WHAT YOU HAVE TO DO
Would you transcribe each entry that follows word for word, minus the images?

EXERCISE DATA

##########

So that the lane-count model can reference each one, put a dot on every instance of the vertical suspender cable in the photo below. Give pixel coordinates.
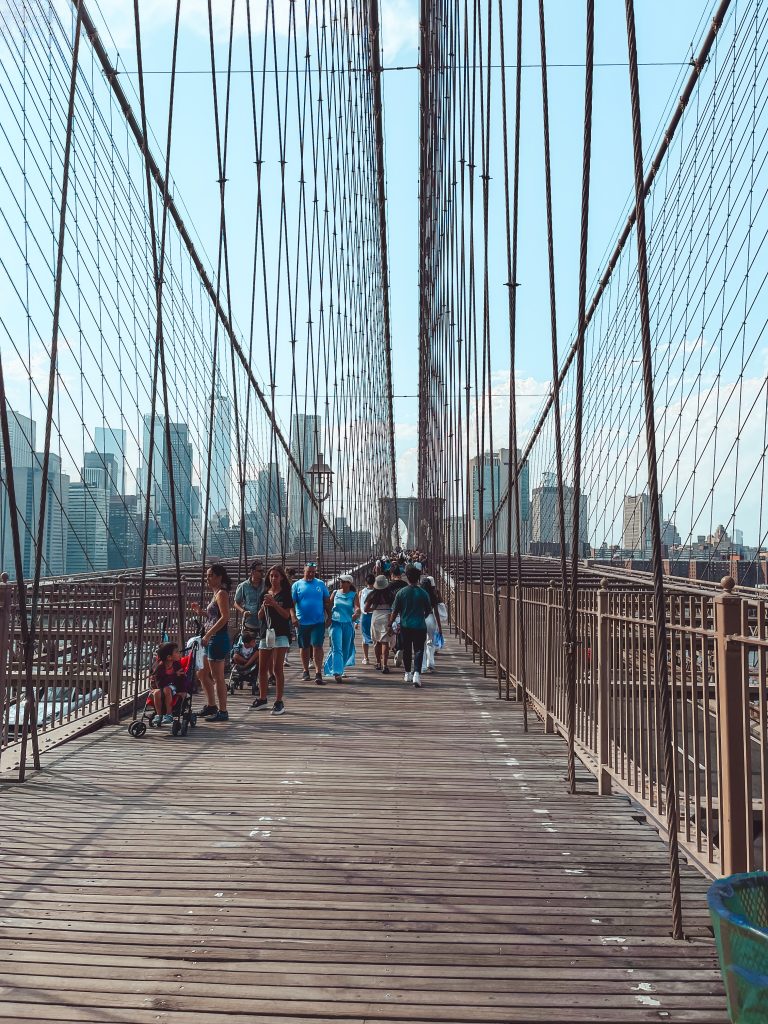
(29, 616)
(512, 300)
(553, 321)
(659, 610)
(579, 415)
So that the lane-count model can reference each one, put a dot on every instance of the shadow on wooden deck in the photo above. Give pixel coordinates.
(377, 854)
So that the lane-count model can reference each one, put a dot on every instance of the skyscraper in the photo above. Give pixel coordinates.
(100, 469)
(87, 549)
(111, 441)
(219, 504)
(181, 462)
(302, 517)
(265, 508)
(636, 535)
(545, 517)
(27, 470)
(160, 504)
(493, 472)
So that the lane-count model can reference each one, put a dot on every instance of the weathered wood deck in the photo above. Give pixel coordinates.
(377, 854)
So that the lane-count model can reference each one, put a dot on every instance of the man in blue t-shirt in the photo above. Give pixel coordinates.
(310, 612)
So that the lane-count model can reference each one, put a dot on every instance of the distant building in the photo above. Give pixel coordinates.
(265, 508)
(545, 518)
(27, 471)
(126, 532)
(488, 478)
(161, 505)
(111, 441)
(302, 517)
(636, 531)
(100, 470)
(670, 536)
(219, 504)
(87, 546)
(225, 543)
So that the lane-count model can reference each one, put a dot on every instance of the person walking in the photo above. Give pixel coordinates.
(396, 583)
(378, 605)
(248, 600)
(311, 608)
(366, 617)
(274, 614)
(413, 605)
(345, 610)
(216, 644)
(249, 597)
(433, 623)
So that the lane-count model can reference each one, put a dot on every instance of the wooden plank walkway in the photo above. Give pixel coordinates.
(377, 854)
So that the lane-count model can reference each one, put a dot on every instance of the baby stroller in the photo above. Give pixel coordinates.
(241, 675)
(183, 717)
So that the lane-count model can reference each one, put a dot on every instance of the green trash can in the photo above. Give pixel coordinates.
(738, 907)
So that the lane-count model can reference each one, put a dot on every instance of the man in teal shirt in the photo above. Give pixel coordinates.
(412, 603)
(310, 612)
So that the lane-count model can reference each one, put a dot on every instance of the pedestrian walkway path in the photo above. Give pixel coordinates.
(377, 854)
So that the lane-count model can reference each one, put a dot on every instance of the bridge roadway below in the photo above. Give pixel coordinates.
(377, 854)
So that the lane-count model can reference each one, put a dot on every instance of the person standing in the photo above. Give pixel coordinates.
(274, 613)
(311, 608)
(378, 605)
(216, 644)
(366, 617)
(345, 610)
(396, 583)
(433, 623)
(413, 605)
(249, 597)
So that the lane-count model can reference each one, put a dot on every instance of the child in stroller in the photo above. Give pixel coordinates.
(169, 699)
(245, 663)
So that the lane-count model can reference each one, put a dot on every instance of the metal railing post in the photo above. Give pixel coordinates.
(600, 664)
(5, 654)
(735, 822)
(549, 657)
(116, 658)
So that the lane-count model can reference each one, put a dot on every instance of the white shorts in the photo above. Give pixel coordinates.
(380, 632)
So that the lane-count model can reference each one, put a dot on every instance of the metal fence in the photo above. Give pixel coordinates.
(717, 652)
(87, 656)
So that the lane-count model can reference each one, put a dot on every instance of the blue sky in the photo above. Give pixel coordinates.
(195, 173)
(667, 36)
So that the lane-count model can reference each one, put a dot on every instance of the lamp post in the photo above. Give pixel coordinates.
(321, 476)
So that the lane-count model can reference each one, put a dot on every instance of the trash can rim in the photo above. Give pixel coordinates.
(716, 897)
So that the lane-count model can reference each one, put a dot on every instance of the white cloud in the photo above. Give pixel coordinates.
(399, 27)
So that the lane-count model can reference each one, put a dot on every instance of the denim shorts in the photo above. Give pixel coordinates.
(279, 642)
(219, 646)
(311, 636)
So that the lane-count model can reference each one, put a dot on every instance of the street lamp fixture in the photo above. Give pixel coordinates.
(321, 477)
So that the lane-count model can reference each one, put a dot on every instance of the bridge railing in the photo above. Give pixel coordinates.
(717, 654)
(88, 652)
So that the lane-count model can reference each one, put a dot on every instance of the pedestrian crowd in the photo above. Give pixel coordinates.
(398, 611)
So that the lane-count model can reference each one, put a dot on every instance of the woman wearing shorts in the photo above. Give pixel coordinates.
(216, 644)
(274, 613)
(366, 619)
(378, 605)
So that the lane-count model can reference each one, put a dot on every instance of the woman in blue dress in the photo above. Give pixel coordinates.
(345, 610)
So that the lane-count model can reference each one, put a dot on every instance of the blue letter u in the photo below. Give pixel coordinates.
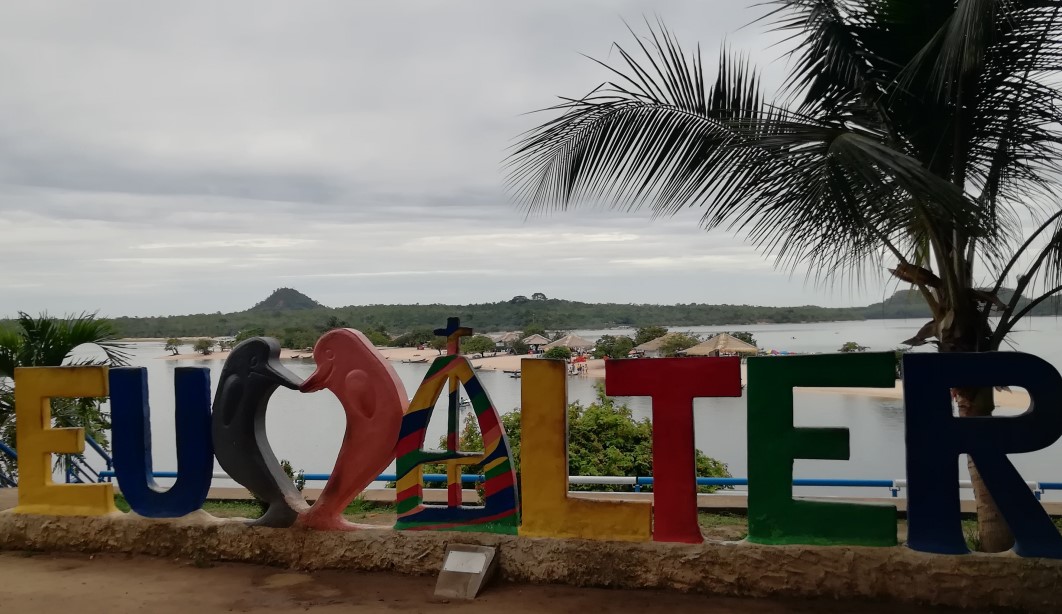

##########

TASK ANSWER
So that the lane-count model can reference each one, put a dot on every instance of the vertical suspender cable in the photo below. Give pixel coordinates.
(29, 616)
(512, 300)
(553, 321)
(659, 610)
(579, 415)
So that the lane-count model can reference each one, put a dot on every instance of the shadow on wooden deck in the photo above. Give pixel coordinates.
(377, 854)
So that the lane-count model can reference each one, put a dot on every instance of the skyscraper in the photo above. Give pixel coordinates.
(100, 469)
(87, 549)
(111, 441)
(219, 504)
(181, 462)
(302, 517)
(265, 508)
(636, 535)
(545, 517)
(27, 470)
(160, 504)
(493, 472)
So that the lane-count model can reference each one, put a dot on every instance of the weathered wood deck in the photo above. Give pixel coordinates.
(377, 854)
So that the lane-count model can reference each one, put a dot on every instance of the man in blue t-shirt in the photo above. Give pixel coordinates.
(310, 612)
So that the lane-count model can reference each one, put a dot on every instance of the distant building in the photo above. Give pixel coordinates.
(265, 508)
(545, 518)
(27, 471)
(126, 532)
(488, 478)
(161, 505)
(111, 441)
(302, 517)
(636, 531)
(100, 470)
(670, 536)
(219, 504)
(87, 546)
(225, 543)
So that the lane-count model can reference each one, put a dot on every instance of the person walking in the photo above. Give pixel coordinates.
(396, 583)
(378, 605)
(248, 600)
(311, 608)
(366, 617)
(274, 614)
(413, 605)
(345, 610)
(216, 644)
(249, 597)
(433, 623)
So that the lane-count model can reference each one, put a dot on every instance of the wooden plank walkway in the photo above. Give pixel coordinates.
(377, 854)
So that the lane-count model can reference each one, put a dot on every instance of the baby stroller in the photo above. Give pixel coordinates.
(241, 675)
(183, 717)
So that the lane-count model can reference each one, put a dot on every instance of the green trash can in the photo above. Give pixel coordinates.
(738, 907)
So that the lane-count model can reference each one, put a dot on every instance of the man in teal shirt in the photo above. Give pixel coordinates.
(412, 603)
(310, 612)
So that the lane-count model can reference each one, put a dot on every instance of the pedestrian walkway path in the photo above. Give pixel coordinates.
(377, 854)
So that the lane-count model can reference each one, put a dot on every instance of the bridge roadway below in the photo above. Give pixel coordinates.
(377, 854)
So that the lane-count model can reference each one, put a dot on every instance of the person standing in the photo above. Give pixel coordinates.
(274, 613)
(311, 608)
(378, 605)
(216, 644)
(366, 617)
(345, 610)
(396, 583)
(433, 623)
(413, 605)
(249, 597)
So that the lane-count model can reference each one, put a dot on every instance of the child in stroller in the photo above. Give pixel coordinates.
(169, 699)
(245, 663)
So that the lane-count model can reference each one, put a dot on every instance of the metal railing post in the photo above. Give pixel coordinates.
(600, 664)
(5, 654)
(735, 822)
(549, 657)
(116, 658)
So that the lane-count model can reference each one, put a dot on every instance of the white shorts in the photo above. Give pixel coordinates.
(380, 632)
So that the lane-count model can reference each one, put a dot on every instance of the metal fence in the photo above. Give pixel coordinates.
(717, 652)
(87, 656)
So that the lane-count model can reference each one, put a dot on every instance of the blue sky in the photo above. Give pixel coordinates.
(195, 173)
(667, 36)
So that the lane-count model can reference each one, put a dot on every instance of the lamp post in the photo above. Give pixel coordinates.
(321, 476)
So that the lane-count model can reference each one, put a dot on every instance of the trash can rim in the photo above. Give pixel coordinates.
(716, 897)
So that the lane-count model can reference each one, put a dot on every instance of the white cloud in the photo above. Give pixel coordinates.
(399, 27)
So that the lane-count model can reference each one, put a dot on every instance of the denim shorts in the photo above. Give pixel coordinates.
(279, 642)
(219, 646)
(311, 636)
So that the lane-count model can reference each one, put a dot on every instance of the street lamp fixture in the photo above. Give pixel coordinates.
(321, 477)
So that the lane-count model can reference each one, put a dot on every instance of the bridge railing in the photo above. Give pixel coordinates.
(717, 654)
(88, 652)
So that the lane-count model can reference each one, put a dot on every instance of the pedestrian crowd in the photo above. Give pixel coordinates.
(398, 611)
So that the lane-count model can reference each one, put a dot on every instance of the woman wearing shorts in the photo above. Give pixel coordinates.
(216, 644)
(274, 613)
(366, 619)
(378, 605)
So that the lane-count model can reference each one, put a dot on every instance of the woman in blue dress in the photo above. Give pixel coordinates.
(345, 610)
So that the lane-count model can reference each one, put a dot on every instance of the blue letter u in the photo below. Give pixel coordinates.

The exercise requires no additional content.